• **Exercise description**: Your task is to copy the material exactly.

• **Data excerpts**:

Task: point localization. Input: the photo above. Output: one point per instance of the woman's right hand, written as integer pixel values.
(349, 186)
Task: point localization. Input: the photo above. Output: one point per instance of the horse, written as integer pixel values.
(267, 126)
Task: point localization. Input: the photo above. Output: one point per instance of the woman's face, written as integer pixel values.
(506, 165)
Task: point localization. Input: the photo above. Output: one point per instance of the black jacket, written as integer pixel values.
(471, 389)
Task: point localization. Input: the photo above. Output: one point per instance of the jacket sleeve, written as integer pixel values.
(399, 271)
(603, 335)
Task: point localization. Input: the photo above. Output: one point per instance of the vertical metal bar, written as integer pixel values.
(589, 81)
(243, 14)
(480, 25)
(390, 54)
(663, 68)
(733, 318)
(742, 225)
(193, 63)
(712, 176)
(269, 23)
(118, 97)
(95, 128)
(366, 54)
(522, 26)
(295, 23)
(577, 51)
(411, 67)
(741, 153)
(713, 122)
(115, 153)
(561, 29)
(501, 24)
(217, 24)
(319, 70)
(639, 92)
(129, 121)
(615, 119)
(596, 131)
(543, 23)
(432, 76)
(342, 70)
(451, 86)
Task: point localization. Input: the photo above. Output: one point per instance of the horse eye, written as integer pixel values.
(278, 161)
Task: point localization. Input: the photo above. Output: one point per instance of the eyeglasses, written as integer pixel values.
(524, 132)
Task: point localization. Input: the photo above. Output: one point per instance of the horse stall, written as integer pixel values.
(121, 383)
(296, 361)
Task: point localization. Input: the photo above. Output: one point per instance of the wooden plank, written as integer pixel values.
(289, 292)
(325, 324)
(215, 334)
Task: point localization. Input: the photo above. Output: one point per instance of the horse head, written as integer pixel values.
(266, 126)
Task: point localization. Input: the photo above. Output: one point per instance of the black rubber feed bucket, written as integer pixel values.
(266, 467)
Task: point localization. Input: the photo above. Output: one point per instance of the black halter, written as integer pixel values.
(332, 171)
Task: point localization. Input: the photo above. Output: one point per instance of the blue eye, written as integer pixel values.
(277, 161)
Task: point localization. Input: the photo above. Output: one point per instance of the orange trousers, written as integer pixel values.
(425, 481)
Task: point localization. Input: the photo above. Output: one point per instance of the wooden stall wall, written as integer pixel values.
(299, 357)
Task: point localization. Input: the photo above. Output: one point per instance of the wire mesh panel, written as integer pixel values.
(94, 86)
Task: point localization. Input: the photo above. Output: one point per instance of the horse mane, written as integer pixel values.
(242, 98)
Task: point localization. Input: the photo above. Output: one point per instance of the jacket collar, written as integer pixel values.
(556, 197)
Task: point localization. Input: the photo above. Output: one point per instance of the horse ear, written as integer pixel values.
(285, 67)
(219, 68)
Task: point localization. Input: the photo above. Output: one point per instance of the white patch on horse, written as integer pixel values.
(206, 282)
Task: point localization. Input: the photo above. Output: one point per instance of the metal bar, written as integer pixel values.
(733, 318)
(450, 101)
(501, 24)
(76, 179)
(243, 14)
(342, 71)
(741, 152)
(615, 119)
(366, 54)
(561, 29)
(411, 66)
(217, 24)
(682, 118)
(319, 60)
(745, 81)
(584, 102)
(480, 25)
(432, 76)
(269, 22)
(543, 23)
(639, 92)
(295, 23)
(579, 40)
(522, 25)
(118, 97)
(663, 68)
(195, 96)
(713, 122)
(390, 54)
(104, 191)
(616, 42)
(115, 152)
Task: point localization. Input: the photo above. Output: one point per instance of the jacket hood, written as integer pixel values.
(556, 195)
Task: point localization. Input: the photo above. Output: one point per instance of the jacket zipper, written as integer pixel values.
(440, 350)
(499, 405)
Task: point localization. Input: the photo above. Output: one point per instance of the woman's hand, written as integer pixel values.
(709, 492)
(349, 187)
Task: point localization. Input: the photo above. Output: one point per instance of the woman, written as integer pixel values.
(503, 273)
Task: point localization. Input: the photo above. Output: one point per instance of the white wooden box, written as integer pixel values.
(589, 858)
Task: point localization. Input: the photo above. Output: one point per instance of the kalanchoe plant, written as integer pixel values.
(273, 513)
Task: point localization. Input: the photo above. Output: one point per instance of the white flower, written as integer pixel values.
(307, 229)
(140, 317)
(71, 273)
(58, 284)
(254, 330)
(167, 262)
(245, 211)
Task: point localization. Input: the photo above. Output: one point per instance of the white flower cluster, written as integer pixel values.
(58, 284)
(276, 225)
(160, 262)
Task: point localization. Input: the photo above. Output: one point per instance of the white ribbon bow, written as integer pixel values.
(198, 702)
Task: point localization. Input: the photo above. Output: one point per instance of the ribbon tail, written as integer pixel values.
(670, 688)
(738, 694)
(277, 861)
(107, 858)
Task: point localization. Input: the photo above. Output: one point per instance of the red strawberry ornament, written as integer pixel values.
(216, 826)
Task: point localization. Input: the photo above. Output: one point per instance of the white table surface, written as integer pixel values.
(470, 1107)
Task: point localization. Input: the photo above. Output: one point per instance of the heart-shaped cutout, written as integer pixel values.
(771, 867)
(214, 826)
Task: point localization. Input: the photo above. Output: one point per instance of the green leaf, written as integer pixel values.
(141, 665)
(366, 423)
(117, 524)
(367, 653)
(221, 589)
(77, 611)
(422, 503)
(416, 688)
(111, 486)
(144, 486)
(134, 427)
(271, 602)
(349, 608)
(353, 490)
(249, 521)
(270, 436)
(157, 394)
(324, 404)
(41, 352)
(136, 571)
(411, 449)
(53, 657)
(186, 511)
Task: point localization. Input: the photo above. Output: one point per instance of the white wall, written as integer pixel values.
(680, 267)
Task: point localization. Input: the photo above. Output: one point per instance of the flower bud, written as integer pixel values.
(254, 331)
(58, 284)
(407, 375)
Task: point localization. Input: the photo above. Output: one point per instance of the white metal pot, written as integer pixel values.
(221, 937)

• **Solution**:
Task: point localization. Input: the photo above. Output: one point per instance of the woman's right hand, written as integer pixel values.
(349, 186)
Task: point localization. Input: the photo above. Output: one point per instance of the horse, written as integer pixel values.
(267, 126)
Task: point localization. Input: the photo above. Output: one point per instance of the woman's face, written as integer pixel values.
(506, 165)
Task: point localization. Input: the photo above. Output: one point per instance of the black jacket, written as integer pixel values.
(471, 389)
Task: point localization. Input: the photo above. Output: one point per instance of the jacket sleeve, written as integer pixel values.
(399, 271)
(603, 335)
Task: point localization. Input: the photo above. Output: one point per instance of the vertical metal bar, written as integer pixel values.
(589, 81)
(243, 14)
(480, 25)
(390, 54)
(663, 68)
(733, 318)
(742, 225)
(193, 63)
(712, 176)
(269, 23)
(118, 97)
(95, 128)
(366, 54)
(522, 26)
(295, 23)
(577, 51)
(411, 67)
(741, 153)
(713, 122)
(115, 153)
(561, 29)
(501, 24)
(217, 24)
(319, 70)
(639, 92)
(129, 121)
(615, 119)
(596, 131)
(543, 23)
(432, 76)
(342, 70)
(451, 86)
Task: point localization. Input: the photo above. Output: one point per instance of the horse eye, written as integer pixel values.
(278, 161)
Task: point localization. Input: the photo above. Output: one point per instance of the eyeglasses, written as integer pixel values.
(524, 132)
Task: point localization. Input: the photo above. Output: one point per instance of the horse stall, written as integer pixel values.
(121, 383)
(296, 361)
Task: point localization. Input: the photo above. Output: one point per instance of the wooden plank, written as integer pixel values.
(289, 292)
(325, 324)
(215, 334)
Task: point localization. Input: the photo above. Output: one point per instance of the horse head, written as integer pixel values.
(266, 126)
Task: point localization. Input: the photo above. Output: one point per instance of the black rubber feed bucket, written as integer pixel values.
(266, 467)
Task: point localization. Input: the photo above. Output: one point per instance of the black halter, written as integer pixel values.
(332, 171)
Task: point localization. Input: the photo above. Output: one point per instance of the blue eye, written as integer pixel values.
(277, 161)
Task: point localization. Input: the photo above. Output: one point per instance of the orange trousers, written as integer pixel values.
(425, 481)
Task: point localization. Input: the photo above. Output: one point per instance of the wooden stall wall, written as integer pixel values.
(299, 357)
Task: point localization. Input: the photo above. Output: one point per instance of the wire mesh panel, written as integer pixel values.
(94, 86)
Task: point localization. Input: the photo above. Output: one point per instance of the horse mane, written as integer pixel values.
(242, 98)
Task: point localization. Input: the photo above. Output: one point per instance of the jacket collar, written as integer pixel values.
(556, 197)
Task: point localization. Input: the photo above. Output: one point per instance of the horse ear, written as integer pixel values.
(285, 67)
(219, 68)
Task: point localization. Input: the photo above. Output: one point per instance of the white patch on horse, written as integer pixel values.
(206, 282)
Task: point localization. Input: the photo above. Output: one point per instance of the metal bar, written as integer pixel values.
(733, 318)
(450, 101)
(501, 24)
(76, 179)
(243, 14)
(342, 71)
(741, 152)
(615, 119)
(366, 54)
(561, 29)
(411, 66)
(217, 24)
(682, 118)
(319, 60)
(745, 81)
(584, 102)
(480, 25)
(432, 76)
(269, 22)
(543, 23)
(639, 92)
(295, 23)
(579, 40)
(522, 25)
(118, 97)
(663, 68)
(195, 96)
(713, 122)
(390, 54)
(104, 191)
(616, 42)
(115, 152)
Task: point localization. Input: the photo above. Output: one point per instance of the jacket hood, written as integer pixel values.
(556, 195)
Task: point localization. Input: the photo above. Output: one point per instance of the jacket zipper, written as integer pixel values.
(440, 350)
(499, 405)
Task: point localization. Input: the photo above. Output: one point per instance of the woman's hand, written as integer pixel values.
(709, 492)
(349, 187)
Task: point localization. Input: the photo above. Output: one point per instance of the woman, written as integer pixel values.
(503, 273)
Task: point localization. Input: the photo above. Output: one point per instance of the white wooden box, written as integer pixel values.
(589, 858)
Task: point localization. Input: the photo above. Output: one point per instance of the kalanchoe plant, written as integer pixel values.
(273, 513)
Task: point localization. Input: the photo above. Output: one point per instance of the white flower, written as integer pixel values.
(307, 229)
(140, 317)
(71, 273)
(58, 284)
(254, 330)
(167, 262)
(245, 211)
Task: point localization. Input: the photo above. Output: one point per instance of the white flower cluster, written as integer pixel values.
(58, 284)
(276, 225)
(160, 262)
Task: point localization. Input: the photo above. Output: one point per instance of the white ribbon bow, written as integer pixel values.
(198, 702)
Task: point localization. Input: the photo above. Output: one point per instance of the ribbon tail, written as integer pixel values.
(670, 688)
(738, 694)
(277, 861)
(107, 858)
Task: point localization. Input: the photo above. Output: one point per instance of the red strawberry ornament, written as integer pixel values.
(216, 826)
Task: point localization. Input: the photo above. Output: one point per instance of the white table surface, written as integer pixel values.
(470, 1107)
Task: point localization. Input: the photo above. Output: one point per instance of the heart-shaped cutout, written as integer pixel values.
(771, 867)
(214, 826)
Task: point localization. Input: the photo above. Output: one point per instance of the green leaf, written as integer pixel values.
(141, 665)
(366, 423)
(117, 524)
(367, 653)
(221, 589)
(77, 611)
(422, 503)
(416, 688)
(111, 486)
(144, 486)
(134, 427)
(271, 602)
(349, 608)
(353, 490)
(249, 521)
(270, 436)
(157, 394)
(324, 404)
(41, 352)
(136, 571)
(411, 449)
(53, 657)
(186, 511)
Task: point localization. Input: the photo above. Output: one point per instance of the white wall, written as integer pixel values.
(680, 267)
Task: point localization. Input: the photo above. Output: one point per instance of the flower bud, written as integer pixel values.
(254, 331)
(58, 284)
(407, 375)
Task: point localization. Input: the photo above. Output: one point per instance of the white metal pot, written as integer pixel values.
(221, 937)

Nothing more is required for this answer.